- **Фрагмент текста**:
+ + + + +
Александр Боровский, заведующий Отделом новейших течений Государственного Русского музея

85-летие Эрнста Неизвестного, последняя, увы, книга Василия Аксенова («Таинственная страсть»), любопытнейшие записки Ирины Шварцман («Кто здесь Шварцман?»), отличная статья Григория Ревзина («Капитал от власти». — «Артхроника» № 1, 2010) — все ведет к тому, чтобы задуматься о шестидесятниках.

Особенно задел меня за живое коллега-колумнист — верно, какой-то принципиаль­но неотстраненной, неитожащей интонацией. Вроде бы все отыграно, отошло в архив, ан нет, остается что-то. Я бы сказал, возвратно-личное. Таков уж вопрос, которым Ревзин задался. А именно: откуда у либеральной общественности столь стойкая нелюбовь к некоторым выходцам из своих же рядов, хотя бы к героям тех же аксеновских мемуаров — Роберту Рождественскому, Андрею Вознесенскому, Евгению Евтушенко? Вроде мне-то что: где я, где Вознесенский… Однако защемило: подростковое вспомнилось, драчливое, щенячье, когда пугал интеллигентную бабушку стихами из «Треугольной груши», не стихами даже, а дурацкой своей уверенностью, что современнее ничего не было и не будет. А потом вспомнилось и действительно стыдное, когда я, взрослым уже человеком, с каким-то непонятным злорадством подмечал в опусах своих былых героев, главным образом, уже мемуарных, комично-самонадеянное, себялюбивое, суетное. Сколько раз слышал от разных людей сентенцию Бродского: если Евтушенко против колхозов, то я — за. И ведь в спор не ввязывался, хотя понимал: сказано было неудачно — что же это, ради литературных нелюбовей целый народ псу под хвост? Нет, ни сам автор (если это не апокриф), ни тем более либеральная аудитория так далеко не вслушивались. Не любили — до потери слуха. А почему? Ведь люди-то эти, поди, не бездарные? Да полноте, каждый из нас вспомнит немало их строчек. Харизматичные? Еще бы, стадионы заполняли, у памятника Маяковскому собирали толпы. Чего плохого? Вон Анатолий Осмоловский позже один на этот памятник вскарабкался — до сих пор купоны стрижет… Гадостями-стукачеством и пр. и самые заядлые хулители не попрекают. В общественной жизни вели себя подостойнее многих: сталинизм, бюрократизм, чекизм и пр. критиковали искренне и эффективно, притом публично, не кухонно. Какого же рожна? За что такая нелюбовь? Ревзин считает: главная их беда — встроенность в советский истеблишмент. Он описал все это по-современному: власть делегировала поэтам символический капитал. Поэтов подвела интуиция, они поверили, что у власти была какая-то подлинная идея. Повелись — и обанкротились вместе с государством. И вывод сделал: сотрудничать можно только с такой властью, у которой есть подлинная идея.
+ + + + +
- **Извлечённый список**:
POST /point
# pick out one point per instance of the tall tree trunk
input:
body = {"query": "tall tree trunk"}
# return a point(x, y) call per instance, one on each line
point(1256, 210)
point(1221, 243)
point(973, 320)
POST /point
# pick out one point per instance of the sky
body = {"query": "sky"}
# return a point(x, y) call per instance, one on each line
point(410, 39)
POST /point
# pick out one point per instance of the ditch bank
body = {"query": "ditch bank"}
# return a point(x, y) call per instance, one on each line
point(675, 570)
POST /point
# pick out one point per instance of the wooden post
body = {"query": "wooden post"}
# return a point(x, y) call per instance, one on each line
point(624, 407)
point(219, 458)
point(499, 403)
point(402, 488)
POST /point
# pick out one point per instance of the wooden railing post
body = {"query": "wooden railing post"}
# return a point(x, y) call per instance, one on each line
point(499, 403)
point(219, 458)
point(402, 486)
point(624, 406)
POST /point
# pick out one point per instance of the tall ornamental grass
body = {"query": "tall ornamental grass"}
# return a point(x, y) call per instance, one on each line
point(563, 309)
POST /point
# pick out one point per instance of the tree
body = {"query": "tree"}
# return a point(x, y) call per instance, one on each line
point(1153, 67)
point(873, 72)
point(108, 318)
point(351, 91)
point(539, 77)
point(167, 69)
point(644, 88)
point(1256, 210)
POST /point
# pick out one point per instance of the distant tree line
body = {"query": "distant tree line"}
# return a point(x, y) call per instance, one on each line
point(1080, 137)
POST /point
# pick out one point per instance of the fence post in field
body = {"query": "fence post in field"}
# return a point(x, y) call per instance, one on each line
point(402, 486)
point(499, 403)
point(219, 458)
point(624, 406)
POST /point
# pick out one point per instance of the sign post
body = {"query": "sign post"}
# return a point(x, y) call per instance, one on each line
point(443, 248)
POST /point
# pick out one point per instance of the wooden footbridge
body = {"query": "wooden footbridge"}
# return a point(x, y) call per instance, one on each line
+ + + + +
- **Что сделать**:
Ответьте, пожалуйста, по фрагменту текста о шестидесятниках: в чем, по мнению Ревзина, главная беда Рождественского, Вознесенского и Евтушенко?

- **Письменный ответ**:
Главная их беда — встроенность в советский истеблишмент.